EXCERPT TO READ:
West Bengal: Has the ECI done enough?
No adult living in India today, with a constitutionally guaranteed right to vote, will ever forget the SIR. Not even the legions of India’s unlettered, who won’t even know what those dreaded letters stand for.
The state of West Bengal had its tryst with the process over the past six months, after Bihar had seen it first. In Phase 2 of the SIR that got under way on 4 November 2025, the Election Commission of India (ECI) lavished special attention on Bengal, though it was only one of 12 states and Union Territories covered in this round.
The people of Bengal had seen it coming even before the process started here, when lakhs of deleted voters in Bihar were scrambling desperately to get back onto the electoral rolls. And now, a full six months after the grind started here, they are finally awaiting the results on 4 May.
Irrespective of which way they lean, neither the voters nor the pundits nor even pollsters of any integrity are sure how thoroughly gamed this supposedly ‘free and fair’ process is. Has the ECI done enough to swing it for its political masters?

SET TASKS:
1. Reproduce verbatim the part of the West Bengal election commentary between "The state of" and "results on 4 May.", inclusive.
2. Write the next part of the commentary on the Election Commission and West Bengal's electoral rolls, picking up after its final sentence.

DATASET:
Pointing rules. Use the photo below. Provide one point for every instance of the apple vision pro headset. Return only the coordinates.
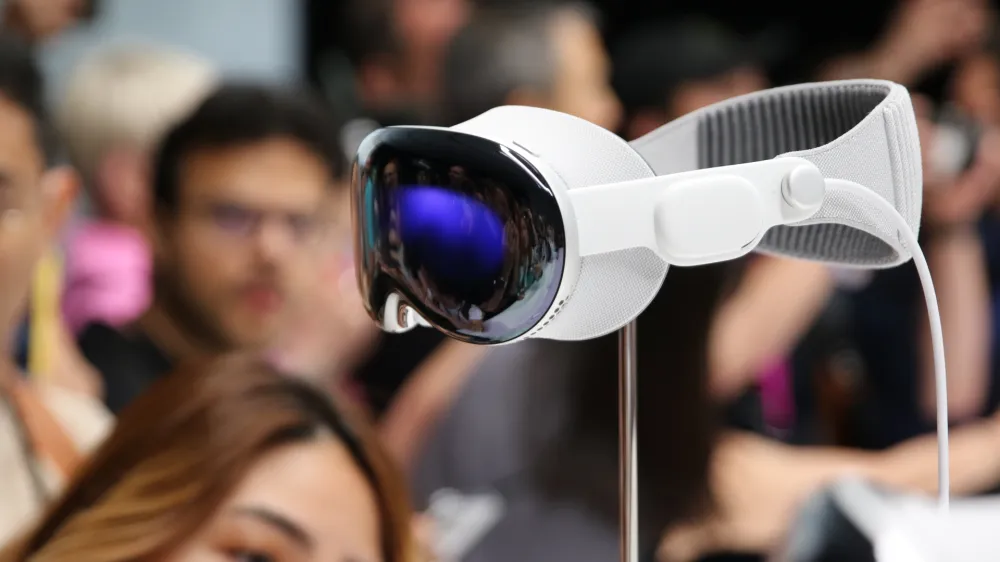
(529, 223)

--

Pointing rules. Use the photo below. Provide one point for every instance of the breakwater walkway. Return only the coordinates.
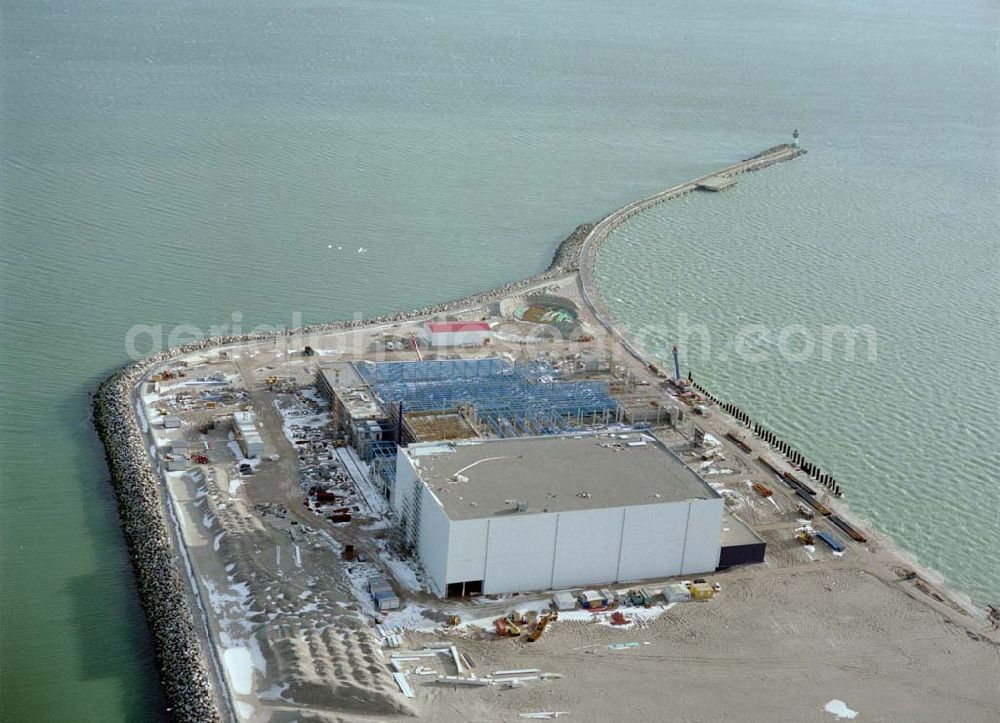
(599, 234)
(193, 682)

---

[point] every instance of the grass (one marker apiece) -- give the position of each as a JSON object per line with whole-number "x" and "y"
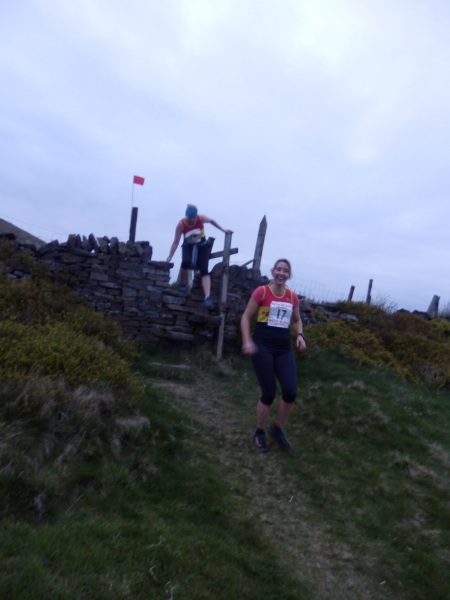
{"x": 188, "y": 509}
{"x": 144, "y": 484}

EXPECTED RESPONSES:
1.
The state of West Bengal had its tryst with the process over the past six months, after Bihar had seen it first. In Phase 2 of the SIR that got under way on 4 November 2025, the Election Commission of India (ECI) lavished special attention on Bengal, though it was only one of 12 states and Union Territories covered in this round.
The people of Bengal had seen it coming even before the process started here, when lakhs of deleted voters in Bihar were scrambling desperately to get back onto the electoral rolls. And now, a full six months after the grind started here, they are finally awaiting the results on 4 May.

2.
“If the BJP finally wins West Bengal,” a state this Hindi heartland party has long coveted, “it’ll be because of the SIR,” reflected a veteran of many earlier poll battles, preferring not to be named. “But if it loses again, even after all it has done, it’ll be because of the SIR.”
This apparent paradox isn’t really. If you discount the SIR for just a moment and think only of the palpable mood of the electorate of this state, its people and the BJP are not really ready for each other.
Not even after 15 years of Mamata Banerjee and all the talk about the need for poriborton (change). Poriborton may yet come — if not organically through a popular mandate, then via the BJP’s joint venture with the ECI. But if it doesn’t, the seething anger of voters with the ECI will have played a big hand.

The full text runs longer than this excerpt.